--- Begin SOURCE DATA ---
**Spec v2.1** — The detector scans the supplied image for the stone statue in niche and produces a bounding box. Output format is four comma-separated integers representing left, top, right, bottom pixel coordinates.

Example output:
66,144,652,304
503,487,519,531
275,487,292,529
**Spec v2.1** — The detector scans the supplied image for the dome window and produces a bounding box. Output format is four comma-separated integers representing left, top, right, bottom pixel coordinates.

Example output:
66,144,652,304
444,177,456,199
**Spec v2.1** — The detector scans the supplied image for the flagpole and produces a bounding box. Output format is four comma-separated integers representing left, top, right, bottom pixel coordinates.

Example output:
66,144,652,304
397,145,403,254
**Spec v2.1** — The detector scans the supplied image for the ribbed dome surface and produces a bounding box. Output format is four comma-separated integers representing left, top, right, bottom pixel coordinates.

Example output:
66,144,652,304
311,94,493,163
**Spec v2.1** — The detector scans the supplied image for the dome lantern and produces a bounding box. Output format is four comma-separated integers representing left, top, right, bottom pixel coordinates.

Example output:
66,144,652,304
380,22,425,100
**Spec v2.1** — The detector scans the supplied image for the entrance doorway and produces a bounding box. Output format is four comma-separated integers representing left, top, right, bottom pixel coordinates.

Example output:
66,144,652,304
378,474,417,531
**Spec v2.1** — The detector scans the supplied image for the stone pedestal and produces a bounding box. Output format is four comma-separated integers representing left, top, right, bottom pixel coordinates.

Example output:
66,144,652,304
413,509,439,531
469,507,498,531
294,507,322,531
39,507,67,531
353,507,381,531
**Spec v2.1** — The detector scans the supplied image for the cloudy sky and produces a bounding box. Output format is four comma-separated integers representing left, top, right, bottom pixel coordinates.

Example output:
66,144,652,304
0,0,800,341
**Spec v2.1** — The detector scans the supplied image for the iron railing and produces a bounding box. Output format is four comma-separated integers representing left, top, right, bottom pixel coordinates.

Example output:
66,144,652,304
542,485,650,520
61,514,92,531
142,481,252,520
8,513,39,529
--- End SOURCE DATA ---
§ WRITTEN REQUEST
Substitute "locator" for every occurrence of "detector" in the lines above, and output all of the lines with no other changes.

§ EXERCISE RESULT
**Spec v2.1** — The locator scans the supplied image for the stone statue in niche and produces a bounding box. Output format is four comma-separated integers representing left, top, right, bottom pixel coordinates.

Example output:
66,144,652,304
503,487,519,531
275,487,292,529
**Spec v2.1** — The locator scans the supplied image for the dome window and produces a bounding box. Output format is four comma-separated integers representing left, top, right, bottom pixel coordinates.

Example output:
66,144,652,304
444,177,456,199
**Spec v2.1** — The locator scans the supplied image for the flagpole and produces a bounding box. Output format is four comma-separated integers representing left, top, right, bottom pixel coordinates.

Example output:
66,144,652,304
397,145,403,254
**Spec v2.1** — The locator scans the supplied image for the ribbed dome surface and produces a bounding box. Output format is four comma-separated integers representing left, top, right, bottom pixel coordinates.

Example output:
66,144,652,304
311,94,493,163
**Spec v2.1** — The locator scans the supplied image for the dome lantern and produces a bounding box. Output format is four comma-separated integers representing left, top, right, bottom pixel coordinates.

Example output:
66,144,652,304
380,22,425,100
**Spec v2.1** — The locator scans the supplied image for the entrance doorway and produces a bounding box. Output format is four comma-separated integers representing left, top, right, bottom pixel coordinates.

Example output:
66,144,652,304
378,474,417,531
**Spec v2.1** — The locator scans the supplied image for the stone pedestal and produces a bounding box. Output format is four comma-separated integers representing left, top, right, bottom pixel coordinates.

Example output:
66,144,652,304
413,509,439,531
469,507,498,531
294,507,322,531
39,507,67,531
353,507,381,531
**Spec v2.1** — The locator scans the supplied image for the cloudy sky and produces a bounding box. Output format is four comma-separated integers representing left, top, right, bottom pixel coordinates.

Example output:
66,144,652,304
0,0,800,341
**Spec v2.1** — The locator scans the supplied image for the iron railing and produces a bounding box. Output format is four comma-separated integers representing left, top, right, bottom pixel coordinates.

Example output:
66,144,652,304
542,485,650,520
61,514,92,531
142,481,252,520
8,513,39,529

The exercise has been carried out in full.